# Exercise input
● ● ● ●
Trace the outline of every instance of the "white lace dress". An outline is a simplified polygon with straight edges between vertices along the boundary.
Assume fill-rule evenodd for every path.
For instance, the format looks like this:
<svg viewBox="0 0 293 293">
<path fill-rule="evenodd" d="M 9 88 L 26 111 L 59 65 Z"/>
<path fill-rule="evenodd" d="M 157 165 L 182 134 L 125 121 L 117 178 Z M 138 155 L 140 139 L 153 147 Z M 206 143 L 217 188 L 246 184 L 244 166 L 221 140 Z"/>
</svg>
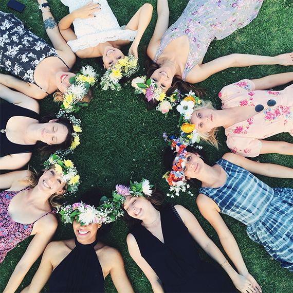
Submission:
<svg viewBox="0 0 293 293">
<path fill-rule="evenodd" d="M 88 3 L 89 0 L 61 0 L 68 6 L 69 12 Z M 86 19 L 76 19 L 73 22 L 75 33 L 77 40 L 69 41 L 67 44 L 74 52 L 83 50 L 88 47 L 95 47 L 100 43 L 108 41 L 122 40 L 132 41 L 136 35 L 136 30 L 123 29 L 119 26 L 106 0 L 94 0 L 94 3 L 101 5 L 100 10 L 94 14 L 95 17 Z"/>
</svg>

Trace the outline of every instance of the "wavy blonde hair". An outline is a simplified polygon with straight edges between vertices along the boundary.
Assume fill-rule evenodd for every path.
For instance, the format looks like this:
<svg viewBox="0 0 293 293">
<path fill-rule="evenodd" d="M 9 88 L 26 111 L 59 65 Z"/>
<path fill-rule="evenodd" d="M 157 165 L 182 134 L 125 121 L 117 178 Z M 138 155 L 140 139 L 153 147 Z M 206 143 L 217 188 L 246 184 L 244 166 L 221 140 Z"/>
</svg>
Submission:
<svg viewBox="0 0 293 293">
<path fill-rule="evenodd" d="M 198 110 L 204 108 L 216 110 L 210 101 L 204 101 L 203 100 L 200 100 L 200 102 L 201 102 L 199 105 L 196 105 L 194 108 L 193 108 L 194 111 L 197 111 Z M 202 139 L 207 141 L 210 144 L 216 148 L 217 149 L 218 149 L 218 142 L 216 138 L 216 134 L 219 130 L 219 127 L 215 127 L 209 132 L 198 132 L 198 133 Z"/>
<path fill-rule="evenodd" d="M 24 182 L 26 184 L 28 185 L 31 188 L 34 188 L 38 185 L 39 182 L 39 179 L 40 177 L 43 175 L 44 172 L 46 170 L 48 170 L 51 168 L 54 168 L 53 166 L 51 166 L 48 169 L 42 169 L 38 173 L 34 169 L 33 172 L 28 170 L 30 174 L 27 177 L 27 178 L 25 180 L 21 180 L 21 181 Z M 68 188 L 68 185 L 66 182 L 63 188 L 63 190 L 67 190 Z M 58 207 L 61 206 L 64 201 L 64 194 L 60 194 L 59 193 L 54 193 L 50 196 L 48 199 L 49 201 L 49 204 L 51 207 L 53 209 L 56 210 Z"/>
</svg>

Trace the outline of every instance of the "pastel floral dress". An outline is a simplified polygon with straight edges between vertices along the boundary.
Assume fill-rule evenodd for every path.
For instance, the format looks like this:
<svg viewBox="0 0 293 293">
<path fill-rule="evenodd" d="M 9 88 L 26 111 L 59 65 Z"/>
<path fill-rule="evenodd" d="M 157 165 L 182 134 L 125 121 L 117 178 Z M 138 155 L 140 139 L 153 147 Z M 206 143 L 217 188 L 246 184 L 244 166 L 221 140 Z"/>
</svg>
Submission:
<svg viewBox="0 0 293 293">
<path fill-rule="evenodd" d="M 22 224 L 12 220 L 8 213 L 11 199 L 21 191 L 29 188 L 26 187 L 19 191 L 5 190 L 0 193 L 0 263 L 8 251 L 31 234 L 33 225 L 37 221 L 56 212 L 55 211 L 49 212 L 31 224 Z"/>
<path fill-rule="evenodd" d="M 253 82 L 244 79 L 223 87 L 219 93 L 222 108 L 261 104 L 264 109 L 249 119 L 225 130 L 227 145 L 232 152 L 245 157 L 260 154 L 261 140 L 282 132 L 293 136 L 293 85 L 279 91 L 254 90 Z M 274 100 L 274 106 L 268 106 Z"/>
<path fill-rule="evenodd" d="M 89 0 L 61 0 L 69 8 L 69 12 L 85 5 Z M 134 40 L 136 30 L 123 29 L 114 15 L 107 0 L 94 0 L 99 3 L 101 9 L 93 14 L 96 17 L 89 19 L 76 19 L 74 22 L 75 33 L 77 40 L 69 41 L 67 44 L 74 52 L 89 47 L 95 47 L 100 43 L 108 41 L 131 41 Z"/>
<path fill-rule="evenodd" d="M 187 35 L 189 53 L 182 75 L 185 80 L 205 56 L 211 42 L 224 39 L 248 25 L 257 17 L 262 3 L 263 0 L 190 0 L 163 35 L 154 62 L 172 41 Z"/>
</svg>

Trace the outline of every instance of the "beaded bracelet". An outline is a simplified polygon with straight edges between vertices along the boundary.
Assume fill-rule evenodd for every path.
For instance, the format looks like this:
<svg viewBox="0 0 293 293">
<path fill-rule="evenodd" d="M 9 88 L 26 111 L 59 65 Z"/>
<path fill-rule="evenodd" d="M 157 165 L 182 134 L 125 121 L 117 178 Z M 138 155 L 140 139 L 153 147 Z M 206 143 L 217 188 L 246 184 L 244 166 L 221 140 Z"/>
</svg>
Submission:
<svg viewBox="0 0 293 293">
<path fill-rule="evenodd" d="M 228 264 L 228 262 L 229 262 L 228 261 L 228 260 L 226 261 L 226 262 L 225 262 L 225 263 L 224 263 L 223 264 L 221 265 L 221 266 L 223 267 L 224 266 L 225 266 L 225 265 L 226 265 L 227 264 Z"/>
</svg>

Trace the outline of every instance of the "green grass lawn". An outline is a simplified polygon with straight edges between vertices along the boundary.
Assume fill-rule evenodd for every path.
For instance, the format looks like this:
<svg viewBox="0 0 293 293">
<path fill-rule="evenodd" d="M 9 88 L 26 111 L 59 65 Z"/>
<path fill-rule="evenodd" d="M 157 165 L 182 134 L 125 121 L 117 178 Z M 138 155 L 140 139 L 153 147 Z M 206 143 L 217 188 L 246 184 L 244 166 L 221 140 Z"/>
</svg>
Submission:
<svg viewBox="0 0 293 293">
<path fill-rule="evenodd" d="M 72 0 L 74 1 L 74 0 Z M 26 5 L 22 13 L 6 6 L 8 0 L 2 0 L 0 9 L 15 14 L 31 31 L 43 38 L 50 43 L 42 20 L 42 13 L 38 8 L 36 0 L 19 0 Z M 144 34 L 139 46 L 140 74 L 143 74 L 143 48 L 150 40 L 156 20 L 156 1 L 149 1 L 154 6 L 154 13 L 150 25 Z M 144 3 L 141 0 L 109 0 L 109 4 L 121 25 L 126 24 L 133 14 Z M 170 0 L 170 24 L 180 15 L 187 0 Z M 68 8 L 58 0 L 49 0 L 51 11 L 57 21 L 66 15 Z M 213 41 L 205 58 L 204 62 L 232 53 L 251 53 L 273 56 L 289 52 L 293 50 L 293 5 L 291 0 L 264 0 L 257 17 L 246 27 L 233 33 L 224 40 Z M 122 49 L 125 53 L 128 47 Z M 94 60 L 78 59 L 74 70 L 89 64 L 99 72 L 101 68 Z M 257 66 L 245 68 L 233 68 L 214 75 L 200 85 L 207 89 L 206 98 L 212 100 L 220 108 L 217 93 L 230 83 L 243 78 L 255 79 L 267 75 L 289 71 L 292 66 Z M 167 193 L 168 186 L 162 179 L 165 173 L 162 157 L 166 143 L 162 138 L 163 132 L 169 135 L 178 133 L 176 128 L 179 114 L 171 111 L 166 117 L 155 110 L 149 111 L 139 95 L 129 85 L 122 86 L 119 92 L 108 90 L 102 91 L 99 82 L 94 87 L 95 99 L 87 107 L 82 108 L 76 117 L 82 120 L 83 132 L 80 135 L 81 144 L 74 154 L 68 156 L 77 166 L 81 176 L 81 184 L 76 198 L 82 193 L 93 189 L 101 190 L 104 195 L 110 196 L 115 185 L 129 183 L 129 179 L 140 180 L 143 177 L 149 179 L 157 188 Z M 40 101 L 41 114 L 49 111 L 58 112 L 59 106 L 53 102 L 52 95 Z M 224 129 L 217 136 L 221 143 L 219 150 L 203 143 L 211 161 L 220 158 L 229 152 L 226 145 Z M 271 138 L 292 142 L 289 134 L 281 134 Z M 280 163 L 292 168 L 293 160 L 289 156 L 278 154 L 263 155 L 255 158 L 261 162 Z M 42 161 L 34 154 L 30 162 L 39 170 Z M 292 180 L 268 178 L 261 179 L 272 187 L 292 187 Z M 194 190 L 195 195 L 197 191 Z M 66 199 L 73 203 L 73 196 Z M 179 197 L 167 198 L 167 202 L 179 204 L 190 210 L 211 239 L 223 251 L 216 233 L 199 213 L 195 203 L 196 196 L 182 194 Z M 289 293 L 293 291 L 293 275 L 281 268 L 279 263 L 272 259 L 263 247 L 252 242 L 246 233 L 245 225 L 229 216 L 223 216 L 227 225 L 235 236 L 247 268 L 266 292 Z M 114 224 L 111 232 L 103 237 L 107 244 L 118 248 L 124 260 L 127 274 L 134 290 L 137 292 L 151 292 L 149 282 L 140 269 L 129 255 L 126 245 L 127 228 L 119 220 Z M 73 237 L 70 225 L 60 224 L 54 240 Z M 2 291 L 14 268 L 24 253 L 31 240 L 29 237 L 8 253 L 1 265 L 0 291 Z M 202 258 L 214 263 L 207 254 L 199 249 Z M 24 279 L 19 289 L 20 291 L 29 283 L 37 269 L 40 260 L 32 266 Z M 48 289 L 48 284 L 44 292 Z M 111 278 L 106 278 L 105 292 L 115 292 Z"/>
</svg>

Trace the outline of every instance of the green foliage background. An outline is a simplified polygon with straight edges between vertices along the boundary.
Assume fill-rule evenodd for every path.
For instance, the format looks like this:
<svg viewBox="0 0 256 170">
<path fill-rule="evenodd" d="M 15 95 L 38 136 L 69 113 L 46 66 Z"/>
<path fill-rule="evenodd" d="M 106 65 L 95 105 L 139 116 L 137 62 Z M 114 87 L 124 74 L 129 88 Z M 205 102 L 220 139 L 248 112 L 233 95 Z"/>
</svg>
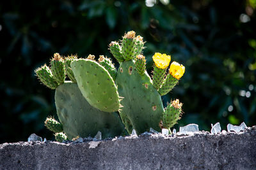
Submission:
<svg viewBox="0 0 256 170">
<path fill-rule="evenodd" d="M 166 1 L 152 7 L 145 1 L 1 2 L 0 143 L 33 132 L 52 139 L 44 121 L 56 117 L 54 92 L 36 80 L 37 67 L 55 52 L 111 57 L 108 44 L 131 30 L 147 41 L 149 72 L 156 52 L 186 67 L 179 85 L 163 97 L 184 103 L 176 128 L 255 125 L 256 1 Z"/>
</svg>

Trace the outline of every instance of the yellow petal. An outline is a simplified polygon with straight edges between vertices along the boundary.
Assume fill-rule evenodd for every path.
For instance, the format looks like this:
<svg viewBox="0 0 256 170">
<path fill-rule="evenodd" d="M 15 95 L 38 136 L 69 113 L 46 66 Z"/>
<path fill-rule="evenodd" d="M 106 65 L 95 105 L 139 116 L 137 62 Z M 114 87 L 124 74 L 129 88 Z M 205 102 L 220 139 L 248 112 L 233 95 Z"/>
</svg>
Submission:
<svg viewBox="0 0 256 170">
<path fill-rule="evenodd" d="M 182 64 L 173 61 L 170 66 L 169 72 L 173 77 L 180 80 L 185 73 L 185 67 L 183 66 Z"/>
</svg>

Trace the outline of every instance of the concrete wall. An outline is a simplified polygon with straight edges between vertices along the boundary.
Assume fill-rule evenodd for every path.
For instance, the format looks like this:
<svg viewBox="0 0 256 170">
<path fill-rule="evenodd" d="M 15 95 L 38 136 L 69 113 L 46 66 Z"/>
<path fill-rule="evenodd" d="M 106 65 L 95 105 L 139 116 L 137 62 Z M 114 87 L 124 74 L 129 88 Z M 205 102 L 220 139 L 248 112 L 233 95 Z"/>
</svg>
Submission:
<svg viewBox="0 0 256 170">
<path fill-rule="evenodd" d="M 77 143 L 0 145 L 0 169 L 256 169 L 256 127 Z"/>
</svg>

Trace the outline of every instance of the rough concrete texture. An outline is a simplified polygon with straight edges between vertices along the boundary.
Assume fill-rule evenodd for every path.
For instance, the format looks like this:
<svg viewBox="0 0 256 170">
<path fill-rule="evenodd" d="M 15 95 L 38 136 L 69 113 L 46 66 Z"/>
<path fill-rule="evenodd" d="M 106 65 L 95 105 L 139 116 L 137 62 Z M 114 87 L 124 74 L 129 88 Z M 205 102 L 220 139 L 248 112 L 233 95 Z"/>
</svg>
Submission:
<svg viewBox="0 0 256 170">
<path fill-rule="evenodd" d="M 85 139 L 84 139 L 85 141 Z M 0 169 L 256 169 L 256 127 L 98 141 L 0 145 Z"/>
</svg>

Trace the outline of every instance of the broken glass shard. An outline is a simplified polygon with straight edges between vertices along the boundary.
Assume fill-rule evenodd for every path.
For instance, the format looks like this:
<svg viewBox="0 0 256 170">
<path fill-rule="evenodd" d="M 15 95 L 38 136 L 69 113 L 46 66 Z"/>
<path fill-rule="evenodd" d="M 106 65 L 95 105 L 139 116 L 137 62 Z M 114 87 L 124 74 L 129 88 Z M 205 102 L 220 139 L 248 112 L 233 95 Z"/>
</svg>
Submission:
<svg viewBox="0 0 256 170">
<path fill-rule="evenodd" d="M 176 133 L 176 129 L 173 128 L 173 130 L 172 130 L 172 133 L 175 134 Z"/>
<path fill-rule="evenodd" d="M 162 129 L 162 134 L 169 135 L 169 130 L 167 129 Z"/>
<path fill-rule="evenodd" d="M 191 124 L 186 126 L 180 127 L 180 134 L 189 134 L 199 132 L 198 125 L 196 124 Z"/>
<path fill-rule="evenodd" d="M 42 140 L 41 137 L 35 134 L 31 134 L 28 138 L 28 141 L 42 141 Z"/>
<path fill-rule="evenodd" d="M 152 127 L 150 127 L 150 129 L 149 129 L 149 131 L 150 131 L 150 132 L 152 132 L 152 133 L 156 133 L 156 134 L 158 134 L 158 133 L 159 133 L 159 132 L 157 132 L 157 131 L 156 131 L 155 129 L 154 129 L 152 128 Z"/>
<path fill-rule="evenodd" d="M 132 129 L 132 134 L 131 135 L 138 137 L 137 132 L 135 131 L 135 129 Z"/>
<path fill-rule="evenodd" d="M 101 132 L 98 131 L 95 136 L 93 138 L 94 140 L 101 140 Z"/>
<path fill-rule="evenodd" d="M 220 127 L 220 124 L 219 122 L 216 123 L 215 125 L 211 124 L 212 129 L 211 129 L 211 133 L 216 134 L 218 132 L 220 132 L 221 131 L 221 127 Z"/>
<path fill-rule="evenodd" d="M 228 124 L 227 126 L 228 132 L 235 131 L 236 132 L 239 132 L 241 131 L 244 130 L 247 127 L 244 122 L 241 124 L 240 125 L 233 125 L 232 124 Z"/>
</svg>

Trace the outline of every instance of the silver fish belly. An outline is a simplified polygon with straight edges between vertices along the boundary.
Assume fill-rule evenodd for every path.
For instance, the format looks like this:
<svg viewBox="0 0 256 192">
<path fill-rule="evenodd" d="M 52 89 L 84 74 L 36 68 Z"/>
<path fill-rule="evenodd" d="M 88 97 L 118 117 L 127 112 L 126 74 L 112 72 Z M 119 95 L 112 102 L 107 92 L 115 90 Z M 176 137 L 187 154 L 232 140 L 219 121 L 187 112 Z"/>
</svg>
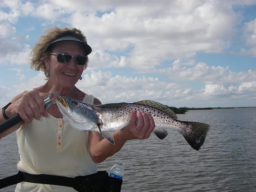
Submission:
● ● ● ●
Extract word for word every line from the line that contains "Trace the outline of every instance of the silver" to the final line of the data, both included, and nothing else; skip the pictures.

Trace the outline of every instance of the silver fish belly. An outline is a simplified polygon with straight edges between vertices along the boundary.
Assume fill-rule evenodd for every path.
For instance, the format looks like this:
<svg viewBox="0 0 256 192">
<path fill-rule="evenodd" d="M 52 89 L 84 74 L 36 68 Z"/>
<path fill-rule="evenodd" d="M 88 97 L 118 117 L 127 112 L 126 74 L 112 72 Z M 119 95 L 112 102 L 107 92 L 115 90 Z M 176 137 L 187 154 L 232 140 L 219 121 L 187 112 Z"/>
</svg>
Submission:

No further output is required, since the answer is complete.